[Photo-based referring expression data]
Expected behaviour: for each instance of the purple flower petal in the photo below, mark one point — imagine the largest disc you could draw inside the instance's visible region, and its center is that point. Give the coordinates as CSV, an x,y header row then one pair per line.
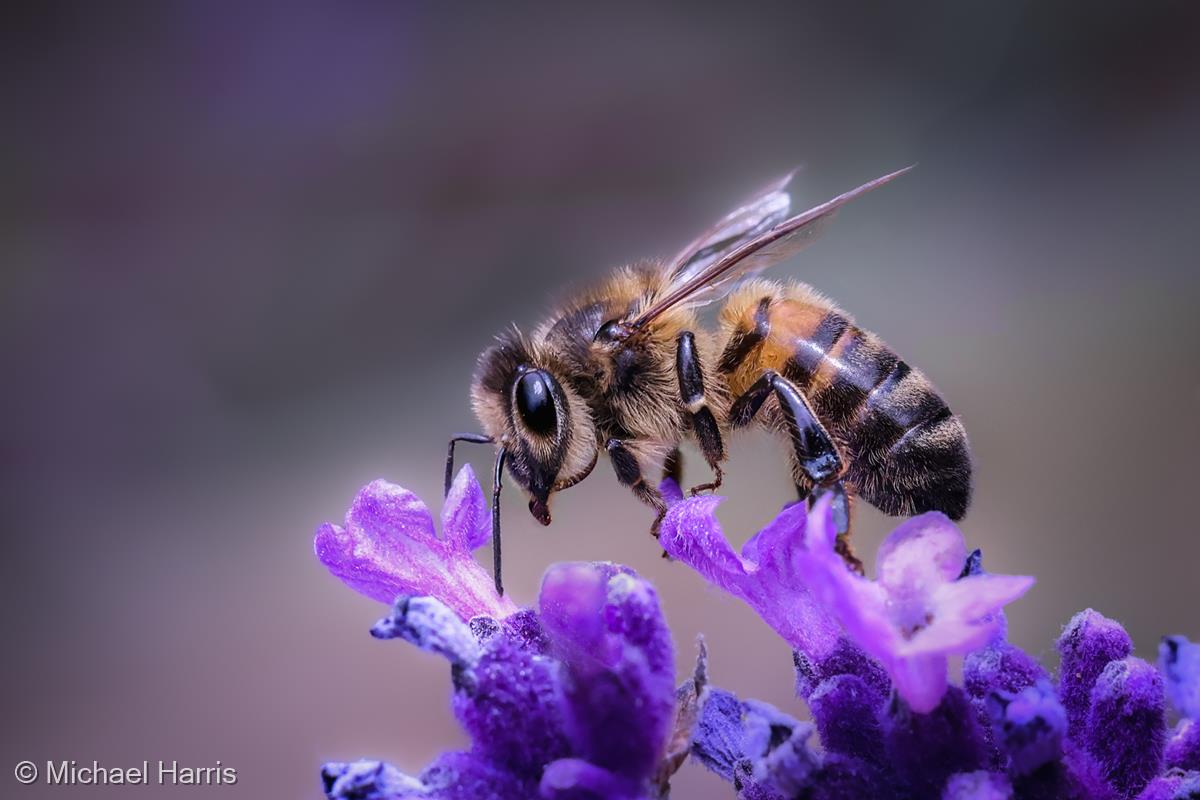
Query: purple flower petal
x,y
1177,786
927,749
388,548
466,518
1000,667
1089,642
1183,746
571,779
606,626
921,613
369,780
923,552
977,786
846,713
765,576
1126,726
510,703
430,625
1180,662
846,659
1030,727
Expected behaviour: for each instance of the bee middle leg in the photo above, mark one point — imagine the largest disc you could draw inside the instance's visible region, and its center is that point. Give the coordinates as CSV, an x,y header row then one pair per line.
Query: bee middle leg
x,y
672,467
629,473
816,455
703,423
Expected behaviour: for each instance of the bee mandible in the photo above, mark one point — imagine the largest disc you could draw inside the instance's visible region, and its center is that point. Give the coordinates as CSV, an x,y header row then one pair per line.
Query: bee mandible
x,y
627,370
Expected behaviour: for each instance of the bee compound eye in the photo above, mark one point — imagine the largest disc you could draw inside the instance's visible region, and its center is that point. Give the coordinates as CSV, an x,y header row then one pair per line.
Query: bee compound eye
x,y
535,402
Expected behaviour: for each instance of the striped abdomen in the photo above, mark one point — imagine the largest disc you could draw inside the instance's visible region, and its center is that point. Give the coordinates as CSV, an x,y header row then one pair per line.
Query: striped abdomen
x,y
906,451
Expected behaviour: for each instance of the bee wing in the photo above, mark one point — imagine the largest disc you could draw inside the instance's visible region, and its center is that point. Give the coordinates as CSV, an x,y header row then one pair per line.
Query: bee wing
x,y
760,212
718,276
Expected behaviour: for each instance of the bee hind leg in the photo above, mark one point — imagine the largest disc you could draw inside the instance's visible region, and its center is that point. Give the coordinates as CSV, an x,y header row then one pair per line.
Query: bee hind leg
x,y
840,506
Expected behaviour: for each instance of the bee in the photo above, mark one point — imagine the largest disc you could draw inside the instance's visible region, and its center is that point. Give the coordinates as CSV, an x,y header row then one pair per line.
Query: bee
x,y
625,370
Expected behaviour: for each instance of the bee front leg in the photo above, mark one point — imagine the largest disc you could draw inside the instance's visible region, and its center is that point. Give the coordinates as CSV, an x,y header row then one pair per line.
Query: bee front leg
x,y
703,423
629,473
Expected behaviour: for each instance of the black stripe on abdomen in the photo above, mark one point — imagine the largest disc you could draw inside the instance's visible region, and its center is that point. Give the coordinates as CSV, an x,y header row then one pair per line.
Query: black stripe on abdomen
x,y
910,450
810,350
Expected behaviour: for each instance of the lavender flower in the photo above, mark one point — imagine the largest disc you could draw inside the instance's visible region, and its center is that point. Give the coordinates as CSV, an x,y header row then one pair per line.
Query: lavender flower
x,y
576,702
389,547
765,575
911,619
1180,662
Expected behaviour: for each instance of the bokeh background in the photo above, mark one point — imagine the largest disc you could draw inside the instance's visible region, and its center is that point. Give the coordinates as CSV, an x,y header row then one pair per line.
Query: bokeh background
x,y
250,252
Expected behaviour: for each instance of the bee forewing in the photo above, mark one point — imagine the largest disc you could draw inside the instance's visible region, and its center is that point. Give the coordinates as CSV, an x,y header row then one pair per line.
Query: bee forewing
x,y
751,256
760,212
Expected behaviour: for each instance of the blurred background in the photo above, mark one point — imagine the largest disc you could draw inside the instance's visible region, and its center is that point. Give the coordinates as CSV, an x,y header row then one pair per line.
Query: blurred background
x,y
251,251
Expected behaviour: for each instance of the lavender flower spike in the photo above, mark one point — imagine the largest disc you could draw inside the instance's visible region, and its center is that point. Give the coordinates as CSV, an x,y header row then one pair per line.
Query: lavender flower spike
x,y
763,576
573,703
919,611
389,547
1180,662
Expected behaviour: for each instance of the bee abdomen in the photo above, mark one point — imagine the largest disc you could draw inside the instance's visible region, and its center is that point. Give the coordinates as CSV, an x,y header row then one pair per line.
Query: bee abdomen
x,y
906,450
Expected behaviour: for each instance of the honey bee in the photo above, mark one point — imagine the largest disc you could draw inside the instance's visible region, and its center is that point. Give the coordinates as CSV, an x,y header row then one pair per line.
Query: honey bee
x,y
625,368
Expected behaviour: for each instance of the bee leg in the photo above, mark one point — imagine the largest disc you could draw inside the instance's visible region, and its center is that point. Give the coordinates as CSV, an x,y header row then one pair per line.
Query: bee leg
x,y
816,455
703,423
841,516
497,485
672,467
629,473
473,438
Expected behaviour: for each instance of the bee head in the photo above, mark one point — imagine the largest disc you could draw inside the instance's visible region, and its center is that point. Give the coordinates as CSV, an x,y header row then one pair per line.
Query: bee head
x,y
526,402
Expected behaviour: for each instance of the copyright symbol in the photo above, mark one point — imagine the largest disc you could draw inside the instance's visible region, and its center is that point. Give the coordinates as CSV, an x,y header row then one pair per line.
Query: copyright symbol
x,y
25,773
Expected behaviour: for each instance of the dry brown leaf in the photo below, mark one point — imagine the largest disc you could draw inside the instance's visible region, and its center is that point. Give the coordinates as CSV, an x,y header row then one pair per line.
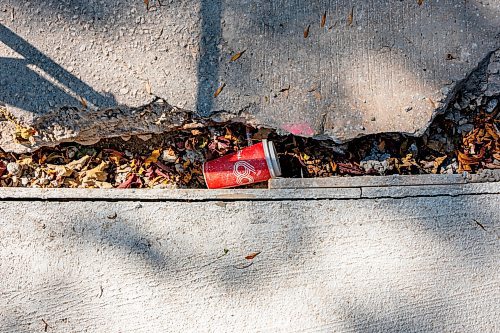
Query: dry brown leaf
x,y
437,163
24,133
59,170
237,55
323,20
77,165
97,174
306,31
153,158
252,255
219,90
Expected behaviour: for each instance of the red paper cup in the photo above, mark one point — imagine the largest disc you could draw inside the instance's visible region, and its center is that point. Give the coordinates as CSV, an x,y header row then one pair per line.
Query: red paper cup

| REQUIRED WORK |
Please give a count of the lines in the records where the word "paper" occurs, with nothing besides it.

| SOLUTION |
2